● **EXERCISE REQUIREMENTS**:
Recast every one of the lines below as a JSON list of strings, one string per line, leaving out any blank lines.

[Excerpts from a dataset on object pointing]
--- Start ---

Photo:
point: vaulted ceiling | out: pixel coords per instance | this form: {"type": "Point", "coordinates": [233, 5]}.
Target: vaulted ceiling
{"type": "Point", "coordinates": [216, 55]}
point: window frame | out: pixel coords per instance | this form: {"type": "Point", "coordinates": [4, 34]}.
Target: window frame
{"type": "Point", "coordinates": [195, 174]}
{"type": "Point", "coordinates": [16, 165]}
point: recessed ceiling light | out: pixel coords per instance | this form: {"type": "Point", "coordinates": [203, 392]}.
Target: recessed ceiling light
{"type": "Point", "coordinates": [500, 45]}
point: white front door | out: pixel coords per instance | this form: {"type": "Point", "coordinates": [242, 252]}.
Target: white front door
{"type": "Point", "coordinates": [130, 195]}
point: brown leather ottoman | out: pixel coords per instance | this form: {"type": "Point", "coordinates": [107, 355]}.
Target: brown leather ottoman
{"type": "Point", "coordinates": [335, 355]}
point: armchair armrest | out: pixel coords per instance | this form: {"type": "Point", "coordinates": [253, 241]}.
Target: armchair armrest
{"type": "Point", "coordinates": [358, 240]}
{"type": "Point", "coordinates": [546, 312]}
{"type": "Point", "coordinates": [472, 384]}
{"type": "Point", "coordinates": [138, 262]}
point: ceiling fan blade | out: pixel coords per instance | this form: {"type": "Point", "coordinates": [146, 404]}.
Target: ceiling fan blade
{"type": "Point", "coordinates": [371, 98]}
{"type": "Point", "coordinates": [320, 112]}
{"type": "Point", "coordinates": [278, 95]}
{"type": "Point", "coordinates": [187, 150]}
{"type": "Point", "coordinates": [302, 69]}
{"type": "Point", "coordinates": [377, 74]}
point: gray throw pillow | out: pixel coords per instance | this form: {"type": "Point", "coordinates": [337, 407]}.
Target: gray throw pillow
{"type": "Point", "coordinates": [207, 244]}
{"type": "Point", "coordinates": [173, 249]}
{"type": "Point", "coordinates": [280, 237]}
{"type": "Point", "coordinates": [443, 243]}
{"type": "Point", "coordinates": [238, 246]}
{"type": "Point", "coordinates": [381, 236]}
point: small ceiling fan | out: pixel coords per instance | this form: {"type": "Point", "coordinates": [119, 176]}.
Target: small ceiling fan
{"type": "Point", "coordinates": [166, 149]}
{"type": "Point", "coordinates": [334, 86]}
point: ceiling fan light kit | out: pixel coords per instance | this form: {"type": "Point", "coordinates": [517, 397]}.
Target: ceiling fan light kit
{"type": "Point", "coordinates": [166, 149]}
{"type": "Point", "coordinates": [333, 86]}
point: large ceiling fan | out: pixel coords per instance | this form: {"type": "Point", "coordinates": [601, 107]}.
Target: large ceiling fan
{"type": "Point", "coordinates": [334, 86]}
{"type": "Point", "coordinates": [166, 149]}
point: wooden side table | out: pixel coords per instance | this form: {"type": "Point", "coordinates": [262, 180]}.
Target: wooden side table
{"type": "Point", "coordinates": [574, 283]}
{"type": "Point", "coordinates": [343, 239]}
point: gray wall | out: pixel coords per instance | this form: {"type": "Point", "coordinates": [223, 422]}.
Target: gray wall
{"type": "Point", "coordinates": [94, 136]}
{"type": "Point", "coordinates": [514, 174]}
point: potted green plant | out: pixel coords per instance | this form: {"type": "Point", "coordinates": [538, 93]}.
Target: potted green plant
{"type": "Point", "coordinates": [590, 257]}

--- End ---

● **SOLUTION**:
[
  "Photo:",
  "point: vaulted ceiling | out: pixel coords per instance | this form: {\"type\": \"Point\", \"coordinates\": [233, 5]}.",
  "Target: vaulted ceiling",
  "{\"type\": \"Point\", \"coordinates\": [216, 55]}",
  "point: window frame | out: pixel coords per instance | this form: {\"type\": \"Point\", \"coordinates\": [4, 34]}.",
  "Target: window frame",
  "{\"type\": \"Point\", \"coordinates\": [195, 174]}",
  "{\"type\": \"Point\", \"coordinates\": [16, 165]}",
  "point: recessed ceiling light | out: pixel coords per instance | this form: {\"type\": \"Point\", \"coordinates\": [203, 392]}.",
  "Target: recessed ceiling light",
  "{\"type\": \"Point\", \"coordinates\": [500, 45]}",
  "point: white front door | out: pixel coords per instance | this form: {\"type\": \"Point\", \"coordinates\": [242, 252]}.",
  "Target: white front door",
  "{\"type\": \"Point\", \"coordinates\": [130, 195]}",
  "point: brown leather ottoman | out: pixel coords per instance | this form: {\"type\": \"Point\", \"coordinates\": [107, 355]}.",
  "Target: brown leather ottoman",
  "{\"type\": \"Point\", \"coordinates\": [335, 355]}",
  "point: armchair armrest | out: pixel coords per instance | this form: {\"type\": \"Point\", \"coordinates\": [253, 241]}.",
  "Target: armchair armrest",
  "{\"type\": \"Point\", \"coordinates\": [358, 240]}",
  "{\"type\": \"Point\", \"coordinates\": [546, 312]}",
  "{\"type\": \"Point\", \"coordinates\": [472, 384]}",
  "{\"type\": \"Point\", \"coordinates\": [138, 262]}",
  "point: ceiling fan blade | out: pixel coords per instance | this form: {\"type\": \"Point\", \"coordinates\": [146, 404]}.",
  "Target: ceiling fan blade",
  "{\"type\": \"Point\", \"coordinates\": [371, 98]}",
  "{\"type\": \"Point\", \"coordinates\": [320, 112]}",
  "{\"type\": \"Point\", \"coordinates\": [278, 95]}",
  "{\"type\": \"Point\", \"coordinates\": [187, 150]}",
  "{\"type\": \"Point\", \"coordinates\": [302, 69]}",
  "{\"type\": \"Point\", \"coordinates\": [377, 74]}",
  "point: gray throw pillow | out: pixel coords per instance | this form: {\"type\": \"Point\", \"coordinates\": [337, 407]}.",
  "Target: gray throw pillow",
  "{\"type\": \"Point\", \"coordinates\": [207, 244]}",
  "{\"type\": \"Point\", \"coordinates\": [173, 249]}",
  "{\"type\": \"Point\", \"coordinates\": [280, 237]}",
  "{\"type\": \"Point\", \"coordinates\": [443, 243]}",
  "{\"type\": \"Point\", \"coordinates\": [238, 246]}",
  "{\"type\": \"Point\", \"coordinates\": [381, 236]}",
  "point: small ceiling fan | out: pixel coords per instance | this form: {\"type\": \"Point\", \"coordinates\": [119, 176]}.",
  "Target: small ceiling fan",
  "{\"type\": \"Point\", \"coordinates\": [166, 149]}",
  "{\"type\": \"Point\", \"coordinates\": [334, 86]}",
  "point: ceiling fan light kit | out: pixel coords per instance | this form: {\"type\": \"Point\", \"coordinates\": [517, 397]}.",
  "Target: ceiling fan light kit",
  "{\"type\": \"Point\", \"coordinates\": [166, 149]}",
  "{\"type\": \"Point\", \"coordinates\": [333, 86]}",
  "point: large ceiling fan | out: pixel coords per instance | this form: {\"type\": \"Point\", \"coordinates\": [601, 107]}.",
  "Target: large ceiling fan",
  "{\"type\": \"Point\", \"coordinates\": [334, 86]}",
  "{\"type\": \"Point\", \"coordinates\": [166, 149]}",
  "point: wooden side table | out: pixel coords per instance | this form: {\"type\": \"Point\", \"coordinates\": [262, 180]}.",
  "Target: wooden side table",
  "{\"type\": \"Point\", \"coordinates\": [574, 283]}",
  "{\"type\": \"Point\", \"coordinates\": [343, 239]}",
  "point: gray wall | out: pixel coords per instance | this form: {\"type\": \"Point\", \"coordinates\": [223, 422]}.",
  "Target: gray wall",
  "{\"type\": \"Point\", \"coordinates\": [94, 136]}",
  "{\"type\": \"Point\", \"coordinates\": [514, 174]}",
  "point: potted green plant | out: pixel coords per instance | this form: {\"type\": \"Point\", \"coordinates\": [538, 93]}.",
  "Target: potted green plant",
  "{\"type\": \"Point\", \"coordinates\": [590, 257]}"
]